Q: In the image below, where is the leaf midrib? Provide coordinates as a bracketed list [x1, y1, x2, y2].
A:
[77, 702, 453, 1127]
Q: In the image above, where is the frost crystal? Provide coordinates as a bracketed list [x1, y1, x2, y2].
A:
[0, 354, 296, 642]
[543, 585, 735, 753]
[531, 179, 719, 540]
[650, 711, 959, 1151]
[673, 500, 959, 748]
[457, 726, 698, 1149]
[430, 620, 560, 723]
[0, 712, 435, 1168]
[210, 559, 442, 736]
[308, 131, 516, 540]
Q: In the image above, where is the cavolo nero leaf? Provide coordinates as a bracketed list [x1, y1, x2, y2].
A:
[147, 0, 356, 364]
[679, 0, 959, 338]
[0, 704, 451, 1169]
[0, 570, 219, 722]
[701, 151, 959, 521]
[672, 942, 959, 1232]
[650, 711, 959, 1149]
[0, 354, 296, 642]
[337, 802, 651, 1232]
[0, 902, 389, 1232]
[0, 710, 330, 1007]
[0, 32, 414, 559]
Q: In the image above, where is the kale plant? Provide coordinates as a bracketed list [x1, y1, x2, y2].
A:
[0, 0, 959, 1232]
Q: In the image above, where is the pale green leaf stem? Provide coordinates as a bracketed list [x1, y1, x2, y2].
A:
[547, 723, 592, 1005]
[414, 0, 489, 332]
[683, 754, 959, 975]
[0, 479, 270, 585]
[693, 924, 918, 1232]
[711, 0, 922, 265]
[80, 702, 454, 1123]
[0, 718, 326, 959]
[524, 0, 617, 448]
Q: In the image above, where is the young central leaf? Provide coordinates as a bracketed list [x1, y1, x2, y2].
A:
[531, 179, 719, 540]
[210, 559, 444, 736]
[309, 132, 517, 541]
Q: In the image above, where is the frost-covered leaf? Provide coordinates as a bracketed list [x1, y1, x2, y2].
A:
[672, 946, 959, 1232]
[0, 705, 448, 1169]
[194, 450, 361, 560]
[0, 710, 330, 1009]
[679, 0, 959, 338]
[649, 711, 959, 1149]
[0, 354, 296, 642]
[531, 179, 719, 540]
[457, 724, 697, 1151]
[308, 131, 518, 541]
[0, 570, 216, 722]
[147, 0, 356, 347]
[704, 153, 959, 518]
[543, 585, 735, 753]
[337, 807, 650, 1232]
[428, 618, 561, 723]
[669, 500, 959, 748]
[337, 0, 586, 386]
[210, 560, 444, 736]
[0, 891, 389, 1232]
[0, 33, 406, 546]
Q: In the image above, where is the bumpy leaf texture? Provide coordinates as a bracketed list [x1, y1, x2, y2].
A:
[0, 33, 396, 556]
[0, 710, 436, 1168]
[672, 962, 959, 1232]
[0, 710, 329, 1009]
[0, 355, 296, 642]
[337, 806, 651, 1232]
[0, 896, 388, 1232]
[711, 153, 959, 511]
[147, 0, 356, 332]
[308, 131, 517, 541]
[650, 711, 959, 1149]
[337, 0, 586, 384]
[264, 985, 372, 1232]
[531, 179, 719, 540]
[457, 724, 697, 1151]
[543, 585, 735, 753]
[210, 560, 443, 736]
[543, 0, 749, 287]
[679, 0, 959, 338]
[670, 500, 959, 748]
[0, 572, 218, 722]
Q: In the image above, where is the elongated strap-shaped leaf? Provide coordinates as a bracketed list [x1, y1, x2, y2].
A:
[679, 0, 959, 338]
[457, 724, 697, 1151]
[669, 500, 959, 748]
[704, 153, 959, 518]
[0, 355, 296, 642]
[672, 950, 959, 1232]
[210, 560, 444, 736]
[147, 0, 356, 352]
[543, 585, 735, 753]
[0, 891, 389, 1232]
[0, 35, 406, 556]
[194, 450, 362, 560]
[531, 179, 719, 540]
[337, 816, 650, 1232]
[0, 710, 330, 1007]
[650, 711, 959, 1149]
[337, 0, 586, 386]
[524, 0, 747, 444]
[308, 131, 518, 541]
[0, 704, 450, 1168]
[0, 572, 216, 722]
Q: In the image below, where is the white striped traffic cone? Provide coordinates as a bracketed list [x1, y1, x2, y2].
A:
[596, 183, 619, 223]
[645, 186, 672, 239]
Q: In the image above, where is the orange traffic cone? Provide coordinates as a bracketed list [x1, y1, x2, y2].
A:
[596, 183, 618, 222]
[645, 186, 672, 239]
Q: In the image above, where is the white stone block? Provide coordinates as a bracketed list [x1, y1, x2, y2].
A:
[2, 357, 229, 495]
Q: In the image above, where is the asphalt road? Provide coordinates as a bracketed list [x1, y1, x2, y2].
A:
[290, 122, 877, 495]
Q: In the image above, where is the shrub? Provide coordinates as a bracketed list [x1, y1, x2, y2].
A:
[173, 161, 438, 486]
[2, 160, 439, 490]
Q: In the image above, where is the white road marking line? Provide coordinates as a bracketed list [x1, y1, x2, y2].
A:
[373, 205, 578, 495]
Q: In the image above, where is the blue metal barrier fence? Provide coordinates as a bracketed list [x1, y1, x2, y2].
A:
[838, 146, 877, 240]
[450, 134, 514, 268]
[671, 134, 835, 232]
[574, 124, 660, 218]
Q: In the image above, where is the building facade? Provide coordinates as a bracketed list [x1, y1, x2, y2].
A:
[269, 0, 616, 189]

The request ::
Write out the items again, starting at the line that contains "Q: In the image above, where is the cavolo" and ending at the line that contains "[672, 942, 959, 1232]". Replace "cavolo nero leaf" with "black kale leaf" and change nothing else.

Written response ::
Q: In the image above, where is the black kale leaf? Provide coordinates as a bracketed list [x1, y1, x2, y2].
A:
[147, 0, 356, 364]
[679, 0, 959, 338]
[0, 704, 451, 1169]
[0, 570, 219, 722]
[701, 151, 959, 521]
[672, 942, 959, 1232]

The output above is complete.